- _Directions for this task_
Write out all of the data below word for word, leaving out the pictures.

- _Extracted material_
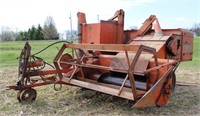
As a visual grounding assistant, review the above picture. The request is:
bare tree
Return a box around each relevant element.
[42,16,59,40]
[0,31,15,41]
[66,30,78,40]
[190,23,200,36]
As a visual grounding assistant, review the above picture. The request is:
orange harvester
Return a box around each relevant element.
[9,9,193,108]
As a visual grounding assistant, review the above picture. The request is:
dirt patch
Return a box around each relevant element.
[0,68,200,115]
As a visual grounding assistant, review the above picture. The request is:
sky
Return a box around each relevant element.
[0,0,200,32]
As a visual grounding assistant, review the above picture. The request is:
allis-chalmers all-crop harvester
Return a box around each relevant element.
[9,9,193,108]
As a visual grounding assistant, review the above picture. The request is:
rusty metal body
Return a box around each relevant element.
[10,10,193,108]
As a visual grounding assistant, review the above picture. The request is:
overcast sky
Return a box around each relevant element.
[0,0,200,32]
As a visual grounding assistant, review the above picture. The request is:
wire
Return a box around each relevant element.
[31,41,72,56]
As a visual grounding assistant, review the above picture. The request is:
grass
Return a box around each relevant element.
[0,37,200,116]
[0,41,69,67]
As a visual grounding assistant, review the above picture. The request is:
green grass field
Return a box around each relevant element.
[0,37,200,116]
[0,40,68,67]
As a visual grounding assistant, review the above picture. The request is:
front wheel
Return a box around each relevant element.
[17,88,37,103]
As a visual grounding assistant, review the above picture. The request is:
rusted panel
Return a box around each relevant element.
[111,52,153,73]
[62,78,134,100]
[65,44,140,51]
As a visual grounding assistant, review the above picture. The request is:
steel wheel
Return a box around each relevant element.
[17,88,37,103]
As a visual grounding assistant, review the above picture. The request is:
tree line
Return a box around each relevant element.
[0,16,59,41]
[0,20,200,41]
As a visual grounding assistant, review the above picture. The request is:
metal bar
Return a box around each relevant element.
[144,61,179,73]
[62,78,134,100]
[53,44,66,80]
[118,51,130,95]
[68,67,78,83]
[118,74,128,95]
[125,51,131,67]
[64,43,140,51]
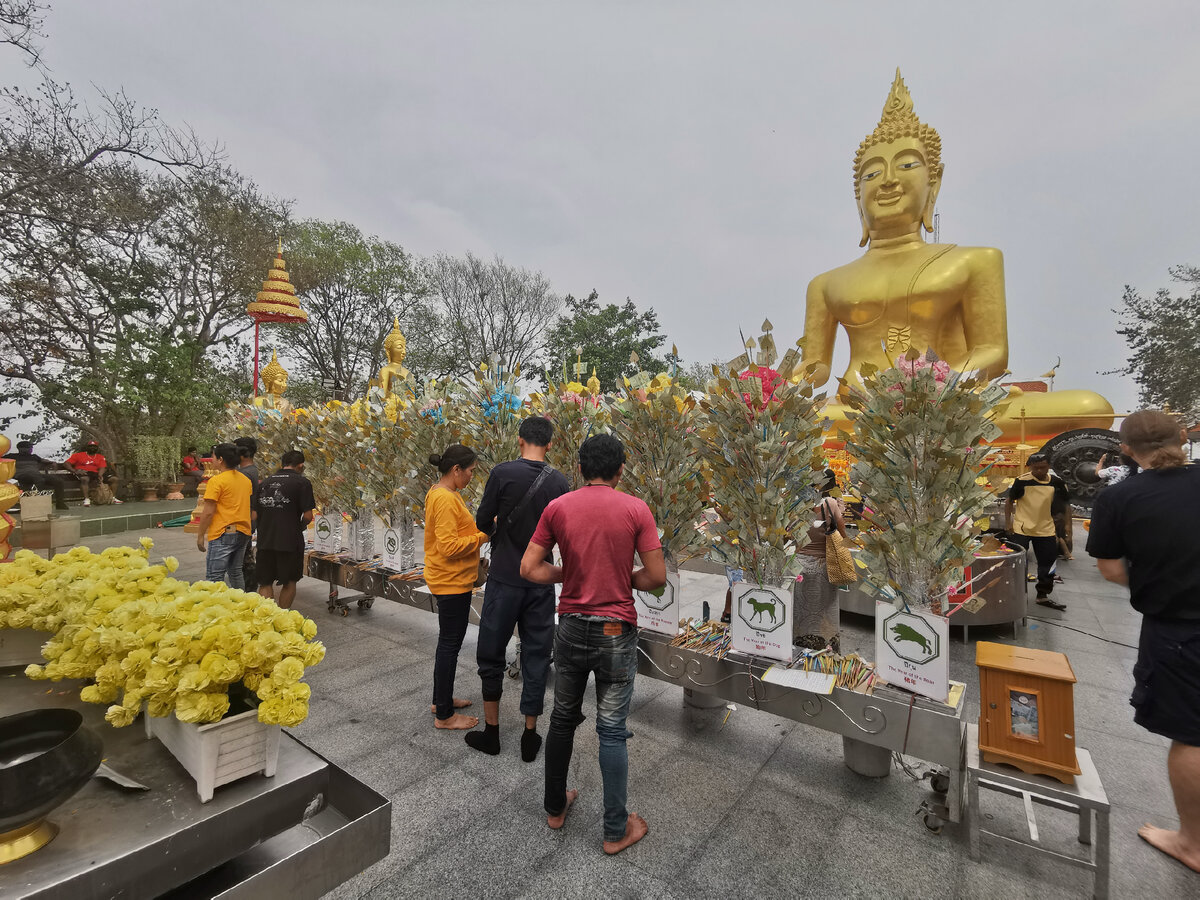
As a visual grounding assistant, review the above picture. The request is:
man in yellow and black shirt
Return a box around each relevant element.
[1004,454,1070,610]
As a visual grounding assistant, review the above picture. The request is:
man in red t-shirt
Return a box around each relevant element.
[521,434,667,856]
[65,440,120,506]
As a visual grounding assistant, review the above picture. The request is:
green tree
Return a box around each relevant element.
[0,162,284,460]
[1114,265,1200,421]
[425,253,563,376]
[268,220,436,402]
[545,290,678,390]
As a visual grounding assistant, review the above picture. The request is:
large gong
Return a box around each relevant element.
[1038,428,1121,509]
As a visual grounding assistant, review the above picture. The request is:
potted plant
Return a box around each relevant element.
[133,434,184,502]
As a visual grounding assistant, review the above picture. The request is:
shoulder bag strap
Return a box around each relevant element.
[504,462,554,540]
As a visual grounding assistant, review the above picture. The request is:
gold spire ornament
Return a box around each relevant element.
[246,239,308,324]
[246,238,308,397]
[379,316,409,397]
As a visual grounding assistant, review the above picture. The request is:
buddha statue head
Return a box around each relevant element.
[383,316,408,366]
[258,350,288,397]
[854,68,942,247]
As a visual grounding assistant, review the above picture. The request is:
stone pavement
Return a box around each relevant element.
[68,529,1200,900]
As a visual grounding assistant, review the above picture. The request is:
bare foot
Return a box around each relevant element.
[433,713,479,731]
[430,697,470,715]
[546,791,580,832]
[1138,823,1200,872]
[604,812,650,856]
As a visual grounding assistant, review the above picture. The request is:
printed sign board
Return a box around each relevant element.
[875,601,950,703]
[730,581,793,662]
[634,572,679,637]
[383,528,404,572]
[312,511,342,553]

- _The reply_
As a visual grounding assistant, review the above picture. The request is:
bare tree
Return a box around each relevant element.
[42,16,59,40]
[0,31,15,41]
[66,30,78,40]
[190,23,200,36]
As a visual grounding assistant, review the above picture. The request is:
orange harvester
Return a box around each relevant element.
[9,9,193,108]
As a visual grounding assistant, review the above picture. The request is:
dirt patch
Return a box around each relevant element.
[0,68,200,115]
As a visual grounding assistant, review the above picture. The request is:
sky
Return a box around each relevant element.
[0,0,200,32]
As a visual grounding assistant, review the above picture. The request is:
allis-chalmers all-crop harvester
Return a box around each relevant element.
[9,9,193,108]
As a visual grounding assistant, review the above picture. The request is:
rusty metal body
Return a box around each relevant element.
[10,10,193,108]
As a visual grounding assistant, review the above picture. The request is:
overcast sky
Return a box around each relevant element.
[0,0,200,32]
As a visual grounding assistant, review the above picture. The request is:
wire
Return a box around each relevant element.
[31,41,72,56]
As a visual grounding assistant, review the above picture. The request is:
grass
Return a box around each relevant element.
[0,37,200,116]
[0,41,69,67]
As a visual grounding assistant, review the above picture. The request is:
green grass field
Return a box around each relevant element.
[0,37,200,116]
[0,40,68,67]
As a visual grounding assistant, review the above picture. The request is:
front wheel
Return a box around each relevant element.
[17,88,37,103]
As a visual grounding assistant, review the above picture. The request is:
rusted panel
Return a box around each relevant element.
[111,52,153,73]
[62,78,134,100]
[65,44,140,51]
As a visual grounding assistant, review the above picture. The request is:
steel wheel
Return a box around each relevant element.
[17,88,37,103]
As a visual grounding assistant, review the above picture. The request is:
tree line
Return a box around each relevant element.
[0,16,59,41]
[0,20,200,41]
As a visual grounding assistant, review the above picture. The request is:
metal bar
Return a box around each relevant element.
[144,61,179,73]
[62,78,134,100]
[53,44,66,80]
[118,51,130,95]
[68,67,78,83]
[118,74,128,95]
[125,51,131,67]
[64,43,140,51]
As a visual grounding assistant, review the above picture. The request is:
man in yellow and black shirt
Return a box around each relevant element.
[1004,454,1070,610]
As a visual grounding assistant, review the above picture. The request is:
man in red t-shirt
Return a box around each relevant element.
[521,434,667,856]
[65,440,120,506]
As a visual grounding assistant, review the above picture. The request is:
green tree
Return a box around each relevant element.
[0,162,284,460]
[1114,265,1200,421]
[425,253,563,376]
[268,220,436,402]
[545,290,678,390]
As a visual grounding assistant, review the above picture. The request is:
large gong
Return a box around each relevant element.
[1038,428,1121,509]
As a visual grounding assistant, review the above picture. The request is:
potted plant
Return a box around each relevant element.
[133,434,184,502]
As a visual grounding assistant, review the above picture. The request is:
shoulder bag strap
Return a box around each relevant element.
[504,462,554,540]
As a visual grounding assistant, review the above picture. The request is:
gold spire ornament
Return a box around each relevant element.
[246,239,308,324]
[246,238,308,397]
[379,316,409,397]
As a visual grounding assistant, review the above picture. The request is:
buddha statue head
Return a box around each relevant element.
[383,316,408,366]
[258,350,288,397]
[854,68,942,247]
As a visual grounding assistant, review the above picture. The request is:
stone pavement
Return a box around each relevant element.
[68,529,1200,900]
As a visual grounding assistant, review the above picture. The request is:
bare foot
Return a box around each relevant element.
[433,713,479,731]
[430,697,470,715]
[546,791,580,832]
[1138,823,1200,872]
[604,812,650,856]
As a visual grounding assistant, review the above picture. The request is:
printed sign board
Return a box around each relevant element.
[875,601,950,703]
[730,581,793,662]
[634,572,679,637]
[383,528,404,572]
[312,511,342,553]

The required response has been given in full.